(Data listing)
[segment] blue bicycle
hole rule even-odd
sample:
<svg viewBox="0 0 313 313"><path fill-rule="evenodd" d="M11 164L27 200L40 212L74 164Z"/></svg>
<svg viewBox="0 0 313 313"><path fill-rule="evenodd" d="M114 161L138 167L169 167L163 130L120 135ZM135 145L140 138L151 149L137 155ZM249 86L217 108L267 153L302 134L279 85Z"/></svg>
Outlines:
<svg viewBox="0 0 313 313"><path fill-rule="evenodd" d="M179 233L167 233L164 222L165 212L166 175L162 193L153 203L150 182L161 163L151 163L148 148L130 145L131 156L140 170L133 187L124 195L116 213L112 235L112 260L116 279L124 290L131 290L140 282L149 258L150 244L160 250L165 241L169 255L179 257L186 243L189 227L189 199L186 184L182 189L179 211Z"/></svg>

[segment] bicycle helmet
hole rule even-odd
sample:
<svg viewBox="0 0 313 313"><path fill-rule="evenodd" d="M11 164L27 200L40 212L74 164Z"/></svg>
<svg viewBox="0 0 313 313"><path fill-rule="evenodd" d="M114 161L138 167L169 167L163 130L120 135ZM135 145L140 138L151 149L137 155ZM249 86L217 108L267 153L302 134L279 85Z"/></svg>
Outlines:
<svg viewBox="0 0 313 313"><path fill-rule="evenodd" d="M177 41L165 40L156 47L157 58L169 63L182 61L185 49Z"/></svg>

Required work
Arrange every line of the listing as a JSON list of strings, one string per line, leaving out blank lines.

Answer below
[
  "[segment] blue bicycle",
  "hole rule even-odd",
  "sample:",
  "<svg viewBox=\"0 0 313 313\"><path fill-rule=\"evenodd\" d=\"M11 164L27 200L40 212L74 164Z\"/></svg>",
  "<svg viewBox=\"0 0 313 313\"><path fill-rule=\"evenodd\" d=\"M114 161L138 167L169 167L163 130L120 135ZM135 145L140 138L151 149L137 155ZM249 86L217 108L267 153L302 134L279 85Z\"/></svg>",
  "Outlines:",
  "<svg viewBox=\"0 0 313 313\"><path fill-rule=\"evenodd\" d=\"M179 233L167 233L164 222L165 212L166 175L162 193L153 203L150 182L161 163L151 163L148 148L130 145L131 156L140 170L133 187L124 195L116 213L112 235L112 260L116 279L124 290L131 290L140 282L149 258L150 244L160 250L165 241L169 255L179 257L186 243L189 227L189 199L186 184L182 189L179 211Z\"/></svg>",
  "[segment] bicycle helmet",
  "hole rule even-odd",
  "sample:",
  "<svg viewBox=\"0 0 313 313\"><path fill-rule=\"evenodd\" d=\"M11 164L27 200L40 212L74 164Z\"/></svg>",
  "<svg viewBox=\"0 0 313 313\"><path fill-rule=\"evenodd\" d=\"M114 161L138 167L169 167L163 130L120 135ZM135 145L140 138L151 149L137 155ZM249 86L217 108L267 153L302 134L279 85Z\"/></svg>",
  "Outlines:",
  "<svg viewBox=\"0 0 313 313\"><path fill-rule=\"evenodd\" d=\"M177 41L165 40L156 47L157 58L169 63L182 61L185 49Z\"/></svg>"
]